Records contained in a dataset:
=======

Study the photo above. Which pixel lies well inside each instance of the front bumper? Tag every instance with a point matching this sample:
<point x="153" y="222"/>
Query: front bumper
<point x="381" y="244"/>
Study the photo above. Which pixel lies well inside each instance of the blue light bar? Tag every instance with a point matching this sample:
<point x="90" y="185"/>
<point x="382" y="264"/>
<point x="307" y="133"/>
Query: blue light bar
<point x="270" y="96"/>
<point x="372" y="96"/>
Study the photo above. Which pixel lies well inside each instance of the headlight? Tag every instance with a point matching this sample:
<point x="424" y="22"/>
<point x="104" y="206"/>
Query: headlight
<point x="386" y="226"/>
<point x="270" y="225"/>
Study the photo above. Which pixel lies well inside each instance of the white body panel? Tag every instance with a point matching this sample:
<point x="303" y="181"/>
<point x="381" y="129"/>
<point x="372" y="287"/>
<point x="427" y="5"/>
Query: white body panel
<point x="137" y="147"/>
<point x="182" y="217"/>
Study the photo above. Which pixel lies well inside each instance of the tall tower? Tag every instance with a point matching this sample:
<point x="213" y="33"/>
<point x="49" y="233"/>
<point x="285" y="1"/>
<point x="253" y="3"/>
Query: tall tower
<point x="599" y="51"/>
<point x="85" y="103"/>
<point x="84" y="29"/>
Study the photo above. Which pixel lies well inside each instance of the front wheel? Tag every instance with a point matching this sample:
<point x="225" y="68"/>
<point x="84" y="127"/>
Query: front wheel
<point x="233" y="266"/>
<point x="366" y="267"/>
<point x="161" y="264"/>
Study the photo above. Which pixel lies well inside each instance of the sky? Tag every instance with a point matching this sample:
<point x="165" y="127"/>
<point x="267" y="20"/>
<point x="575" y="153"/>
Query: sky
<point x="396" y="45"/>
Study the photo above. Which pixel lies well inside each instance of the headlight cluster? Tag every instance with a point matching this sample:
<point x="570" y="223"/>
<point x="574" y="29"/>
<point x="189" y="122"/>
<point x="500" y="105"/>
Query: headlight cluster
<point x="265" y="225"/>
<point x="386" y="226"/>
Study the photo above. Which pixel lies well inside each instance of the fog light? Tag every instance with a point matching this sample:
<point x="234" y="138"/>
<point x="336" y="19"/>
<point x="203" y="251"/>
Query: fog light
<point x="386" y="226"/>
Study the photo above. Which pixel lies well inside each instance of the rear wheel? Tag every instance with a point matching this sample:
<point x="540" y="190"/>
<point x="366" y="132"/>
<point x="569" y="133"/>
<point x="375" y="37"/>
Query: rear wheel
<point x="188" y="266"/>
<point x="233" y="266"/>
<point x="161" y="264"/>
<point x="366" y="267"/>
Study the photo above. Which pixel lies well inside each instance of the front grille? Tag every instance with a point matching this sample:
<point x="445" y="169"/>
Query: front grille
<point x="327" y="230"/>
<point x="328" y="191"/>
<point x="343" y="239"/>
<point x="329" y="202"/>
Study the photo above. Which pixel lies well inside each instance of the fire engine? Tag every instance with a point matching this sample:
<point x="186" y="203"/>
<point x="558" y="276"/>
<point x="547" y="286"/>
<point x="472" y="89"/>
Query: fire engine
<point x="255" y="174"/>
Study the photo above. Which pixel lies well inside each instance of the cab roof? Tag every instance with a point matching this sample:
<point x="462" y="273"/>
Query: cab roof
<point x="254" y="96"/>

=======

*Task objective*: Exact repetition is required for the lines from the one that contains "of the fire" through the final line; leave out everything else.

*Solution below*:
Study the photo above. Which pixel lies well inside each instance of the fire engine? Tag every instance with a point matching this sample:
<point x="186" y="203"/>
<point x="558" y="276"/>
<point x="547" y="286"/>
<point x="472" y="89"/>
Query: fire engine
<point x="255" y="174"/>
Study the photo above. Which pixel lies well inside each instance of the cab roof? Tag every instance with a point matching this sample:
<point x="462" y="273"/>
Query: cab roof
<point x="254" y="96"/>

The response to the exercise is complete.